**Fragment tekstu:**

=-=-=-=-=

Udało nam się odnaleźć rodziny Józefa Borwaśnego i Jana Dzięgielewskiego. Przy żołnierzach znaleźliśmy typowe elementy wyposażenia wojskowego jaki i te unikatowe jak zdjęcie Haliny Konopackiej czy czerwony amerykański lakier do paznokci. Uroczysty pogrzeb odbędzie się 14 września. Jeńcy radzieccy zostali także zidentyfikowani na podstawie nieśmiertelników jenieckich i zostaną pochowani na cmentarzu przy ul. Żwirki i Wigury w Warszawie.

Chojnice. Tutaj w latach 2017 i 2018 szukaliśmy mogiły żołnierzy poległych w okolicach miasta 1 września 1939 r. i pochowanych w masowej mogile w okolicach katolickiego cmentarza parafialnego. Szukaliśmy m.in. żołnierzy Grupy Operacyjnej „Czersk” i 18 Pułku Ułanów Pomorskich poległych w szarży pod Krojantami. Na obecną chwilę nasze działania zakończyły się niepowodzeniem, ale będziemy je kontynuować.

Podczas budowy drogi wojewódzkiej 645 w m. Mątwica koło Łomży natrafiono na szczątki ludzkie oraz fragmenty wyposażania żołnierskiego. W wyniku interwencji Biura Upamiętniania Walk i Męczeństwa IPN zerwano świeżo położony asfalt i w 2018 oraz 2019 r. ekshumowano szczątki ludzkie należące do: cywili z XVIII w., żołnierzy carskich poległych w 1915 r., żołnierzy polskich poległych w 1920 r. oraz w 1939 r.  Wszyscy leżeli pod przydrożnym krzyżem. Miejsce okazało się małym cmentarzem, gdzie leżało co najmniej 80 osób. W wypadku żołnierzy września mamy do czynienia ze szczątkami po ekshumacji przeprowadzonej w dniu 30 maja 1950 r. Wtedy przeniesiono 35 żołnierzy (prawdopodobnie 27 z 42 Pułku Piechoty im. Jana Henryka Dąbrowskiego w Białymstoku i 8 z 33 Pułku Piechoty Strzelców Kurpiowskich z Łomży) poległych  dn. 9-10 września 1939 r. na cmentarz przy ul. Wyszyńskiego w Łomży, który dziś nie istnieje, gdyż został zburzony w latach 80-tych XX w. w trakcie budowy kościoła. Dziś na jego miejscu w dn. 2 września dochowamy odnalezione szczątki, aby wszyscy znów byli razem w odtwarzanym miejscu pamięci. Żołnierze carscy zostali tam już pochowani w dn. 17 maja 2019 r.. Żołnierze Wojska Polskiego polegli w 1920 r. zostaną pochowani na cmentarzu parafialnym w Łomży w dn. 14 sierpnia 2019 r.

=-=-=-=-=

**Dostarczone dane:**

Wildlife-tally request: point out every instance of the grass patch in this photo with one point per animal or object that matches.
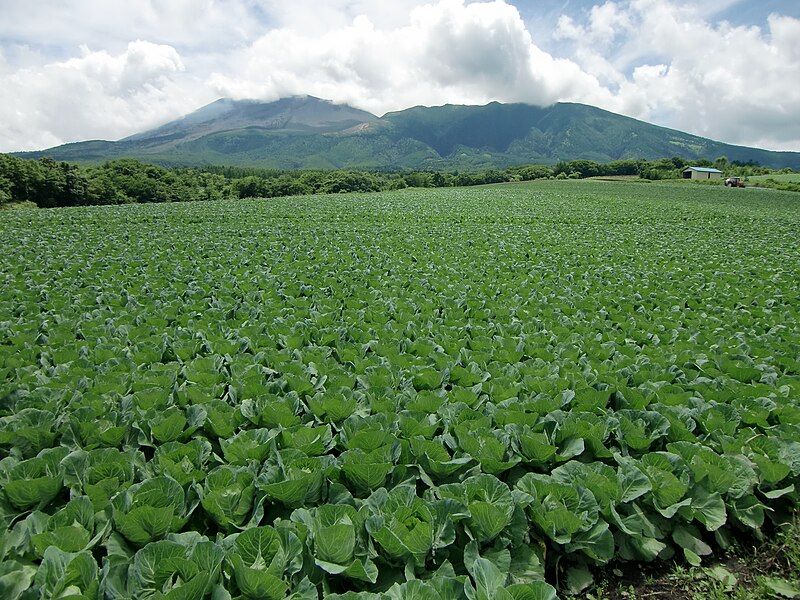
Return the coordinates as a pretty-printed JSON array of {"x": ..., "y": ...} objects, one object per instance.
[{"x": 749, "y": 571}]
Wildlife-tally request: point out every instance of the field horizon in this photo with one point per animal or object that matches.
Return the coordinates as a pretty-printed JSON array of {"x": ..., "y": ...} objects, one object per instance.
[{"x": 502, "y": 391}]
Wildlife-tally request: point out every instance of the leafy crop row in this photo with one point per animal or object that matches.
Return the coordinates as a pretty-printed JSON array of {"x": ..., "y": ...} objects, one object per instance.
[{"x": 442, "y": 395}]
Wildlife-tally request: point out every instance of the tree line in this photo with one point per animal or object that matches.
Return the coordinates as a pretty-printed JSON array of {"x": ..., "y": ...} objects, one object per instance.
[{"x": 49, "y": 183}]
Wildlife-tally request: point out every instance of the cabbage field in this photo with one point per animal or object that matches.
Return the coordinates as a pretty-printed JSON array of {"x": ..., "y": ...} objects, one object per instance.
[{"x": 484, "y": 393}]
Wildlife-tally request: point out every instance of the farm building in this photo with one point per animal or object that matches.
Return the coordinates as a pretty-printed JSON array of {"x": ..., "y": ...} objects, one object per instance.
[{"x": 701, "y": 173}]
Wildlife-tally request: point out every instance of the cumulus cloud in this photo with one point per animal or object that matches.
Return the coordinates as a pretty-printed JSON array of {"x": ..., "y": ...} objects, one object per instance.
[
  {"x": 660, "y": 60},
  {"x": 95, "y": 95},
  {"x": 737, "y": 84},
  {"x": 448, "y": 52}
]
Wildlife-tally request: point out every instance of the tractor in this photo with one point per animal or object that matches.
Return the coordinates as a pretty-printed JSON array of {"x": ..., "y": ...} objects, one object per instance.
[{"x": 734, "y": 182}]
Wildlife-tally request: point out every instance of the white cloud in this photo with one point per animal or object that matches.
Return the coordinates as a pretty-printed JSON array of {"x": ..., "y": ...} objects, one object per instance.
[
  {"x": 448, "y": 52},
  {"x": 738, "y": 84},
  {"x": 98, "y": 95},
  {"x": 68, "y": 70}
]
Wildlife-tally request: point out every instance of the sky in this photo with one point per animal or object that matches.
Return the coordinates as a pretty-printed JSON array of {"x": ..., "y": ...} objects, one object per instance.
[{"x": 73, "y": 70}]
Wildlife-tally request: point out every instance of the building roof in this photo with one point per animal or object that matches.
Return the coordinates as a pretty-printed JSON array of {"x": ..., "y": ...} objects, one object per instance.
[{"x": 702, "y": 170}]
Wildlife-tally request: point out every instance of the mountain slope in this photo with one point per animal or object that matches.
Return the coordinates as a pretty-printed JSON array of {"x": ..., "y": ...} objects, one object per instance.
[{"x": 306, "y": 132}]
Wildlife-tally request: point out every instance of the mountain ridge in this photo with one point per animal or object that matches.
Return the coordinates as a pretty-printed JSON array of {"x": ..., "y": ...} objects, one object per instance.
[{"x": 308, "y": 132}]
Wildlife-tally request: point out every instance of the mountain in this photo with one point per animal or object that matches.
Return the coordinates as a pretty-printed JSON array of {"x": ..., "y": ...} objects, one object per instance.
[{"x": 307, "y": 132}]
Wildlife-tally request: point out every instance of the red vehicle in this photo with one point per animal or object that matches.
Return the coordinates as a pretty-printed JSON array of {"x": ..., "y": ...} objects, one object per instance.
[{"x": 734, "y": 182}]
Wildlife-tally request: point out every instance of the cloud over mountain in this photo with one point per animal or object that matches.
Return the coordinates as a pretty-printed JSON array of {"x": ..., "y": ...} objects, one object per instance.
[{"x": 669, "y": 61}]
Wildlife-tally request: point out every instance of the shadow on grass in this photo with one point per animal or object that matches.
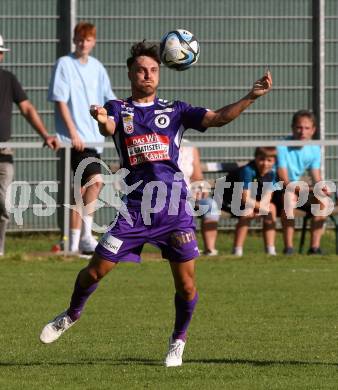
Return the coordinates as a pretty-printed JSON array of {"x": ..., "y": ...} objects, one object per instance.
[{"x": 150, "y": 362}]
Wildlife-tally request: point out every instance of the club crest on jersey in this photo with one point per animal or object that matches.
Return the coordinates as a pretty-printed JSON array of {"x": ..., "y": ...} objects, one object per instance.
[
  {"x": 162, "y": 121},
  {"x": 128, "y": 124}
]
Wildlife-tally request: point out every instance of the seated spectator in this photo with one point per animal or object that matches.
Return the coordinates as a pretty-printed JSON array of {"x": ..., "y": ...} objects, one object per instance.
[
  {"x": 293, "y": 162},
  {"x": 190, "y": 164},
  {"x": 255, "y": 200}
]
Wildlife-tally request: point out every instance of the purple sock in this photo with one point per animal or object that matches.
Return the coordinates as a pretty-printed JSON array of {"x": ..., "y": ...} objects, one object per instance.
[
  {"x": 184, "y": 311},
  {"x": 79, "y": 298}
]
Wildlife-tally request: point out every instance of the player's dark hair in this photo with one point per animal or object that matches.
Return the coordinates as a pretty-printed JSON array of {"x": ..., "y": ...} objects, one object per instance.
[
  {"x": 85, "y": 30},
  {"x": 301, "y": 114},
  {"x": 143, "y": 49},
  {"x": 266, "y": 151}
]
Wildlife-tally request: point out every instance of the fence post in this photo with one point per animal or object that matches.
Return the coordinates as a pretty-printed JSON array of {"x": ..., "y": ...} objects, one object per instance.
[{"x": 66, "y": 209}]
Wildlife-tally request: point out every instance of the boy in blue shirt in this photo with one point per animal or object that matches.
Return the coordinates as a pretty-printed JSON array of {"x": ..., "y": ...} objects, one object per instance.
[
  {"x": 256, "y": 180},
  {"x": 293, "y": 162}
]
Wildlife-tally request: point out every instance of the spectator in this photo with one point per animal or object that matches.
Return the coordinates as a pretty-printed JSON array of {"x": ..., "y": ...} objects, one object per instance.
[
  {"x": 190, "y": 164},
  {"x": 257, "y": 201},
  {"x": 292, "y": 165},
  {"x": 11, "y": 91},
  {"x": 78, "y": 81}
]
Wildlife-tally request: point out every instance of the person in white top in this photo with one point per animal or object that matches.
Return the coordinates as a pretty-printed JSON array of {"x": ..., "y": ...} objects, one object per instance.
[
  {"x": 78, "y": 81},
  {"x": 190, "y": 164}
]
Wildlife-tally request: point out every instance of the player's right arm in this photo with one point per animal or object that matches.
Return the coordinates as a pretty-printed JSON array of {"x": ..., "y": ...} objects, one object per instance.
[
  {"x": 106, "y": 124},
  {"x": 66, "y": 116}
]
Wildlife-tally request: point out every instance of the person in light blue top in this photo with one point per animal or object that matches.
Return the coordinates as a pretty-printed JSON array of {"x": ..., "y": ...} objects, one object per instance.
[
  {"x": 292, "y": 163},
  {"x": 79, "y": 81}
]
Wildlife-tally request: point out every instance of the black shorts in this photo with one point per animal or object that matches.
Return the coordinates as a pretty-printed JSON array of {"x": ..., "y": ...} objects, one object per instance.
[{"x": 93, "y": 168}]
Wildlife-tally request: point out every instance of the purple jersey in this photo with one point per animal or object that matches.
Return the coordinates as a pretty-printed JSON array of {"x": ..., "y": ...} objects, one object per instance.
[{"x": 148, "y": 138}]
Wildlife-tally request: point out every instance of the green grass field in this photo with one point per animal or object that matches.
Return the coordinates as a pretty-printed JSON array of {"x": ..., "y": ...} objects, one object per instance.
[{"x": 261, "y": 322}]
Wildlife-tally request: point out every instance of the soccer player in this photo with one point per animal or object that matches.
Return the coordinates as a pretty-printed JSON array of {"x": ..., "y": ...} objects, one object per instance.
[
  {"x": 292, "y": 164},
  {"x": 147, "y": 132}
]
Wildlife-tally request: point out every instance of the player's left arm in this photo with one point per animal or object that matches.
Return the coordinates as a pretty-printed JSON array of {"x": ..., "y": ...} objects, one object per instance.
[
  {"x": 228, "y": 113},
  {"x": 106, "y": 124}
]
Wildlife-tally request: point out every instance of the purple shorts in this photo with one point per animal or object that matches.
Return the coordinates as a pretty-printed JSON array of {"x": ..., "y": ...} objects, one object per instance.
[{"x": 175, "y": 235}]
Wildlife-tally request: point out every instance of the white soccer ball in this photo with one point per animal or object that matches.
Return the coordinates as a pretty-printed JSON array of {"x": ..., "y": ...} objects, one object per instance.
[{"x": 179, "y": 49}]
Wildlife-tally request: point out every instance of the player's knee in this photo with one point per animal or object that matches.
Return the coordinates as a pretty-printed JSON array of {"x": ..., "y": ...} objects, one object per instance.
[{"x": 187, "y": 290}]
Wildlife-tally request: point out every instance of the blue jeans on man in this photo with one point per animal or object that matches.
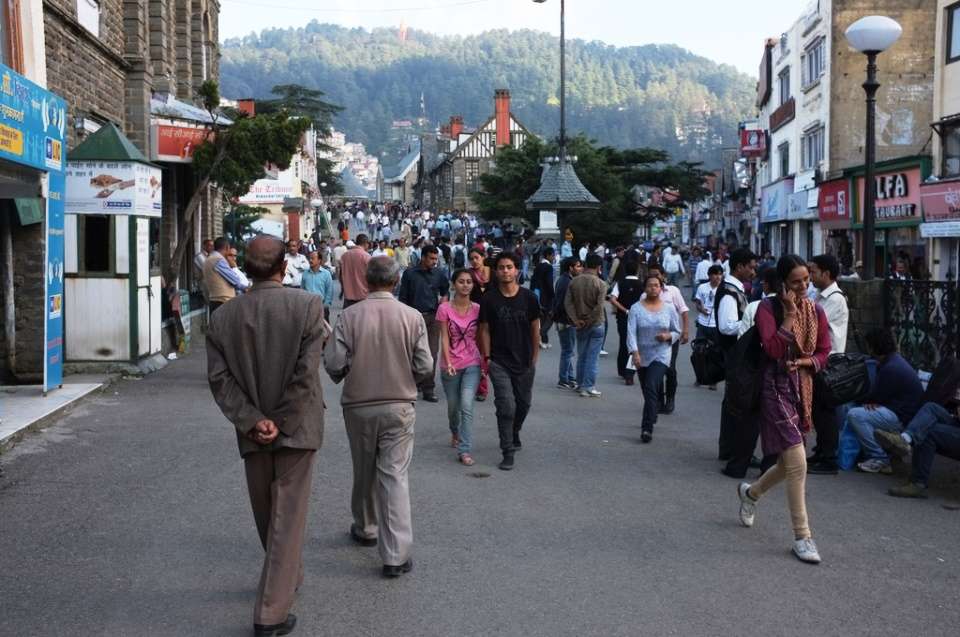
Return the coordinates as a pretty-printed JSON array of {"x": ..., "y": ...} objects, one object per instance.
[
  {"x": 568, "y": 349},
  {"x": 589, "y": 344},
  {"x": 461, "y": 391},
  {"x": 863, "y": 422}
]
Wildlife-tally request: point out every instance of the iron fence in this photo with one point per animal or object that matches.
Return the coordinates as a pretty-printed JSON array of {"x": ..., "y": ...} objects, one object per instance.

=-=-=-=-=

Przepisz słowo w słowo fragment tekstu o poszukiwaniach poległych żołnierzy od słów „Udało nam się” aż po słowa „Wigury w Warszawie.”. Wiersze pochodzą z innego źródła niż tekst.

Udało nam się odnaleźć rodziny Józefa Borwaśnego i Jana Dzięgielewskiego. Przy żołnierzach znaleźliśmy typowe elementy wyposażenia wojskowego jaki i te unikatowe jak zdjęcie Haliny Konopackiej czy czerwony amerykański lakier do paznokci. Uroczysty pogrzeb odbędzie się 14 września. Jeńcy radzieccy zostali także zidentyfikowani na podstawie nieśmiertelników jenieckich i zostaną pochowani na cmentarzu przy ul. Żwirki i Wigury w Warszawie.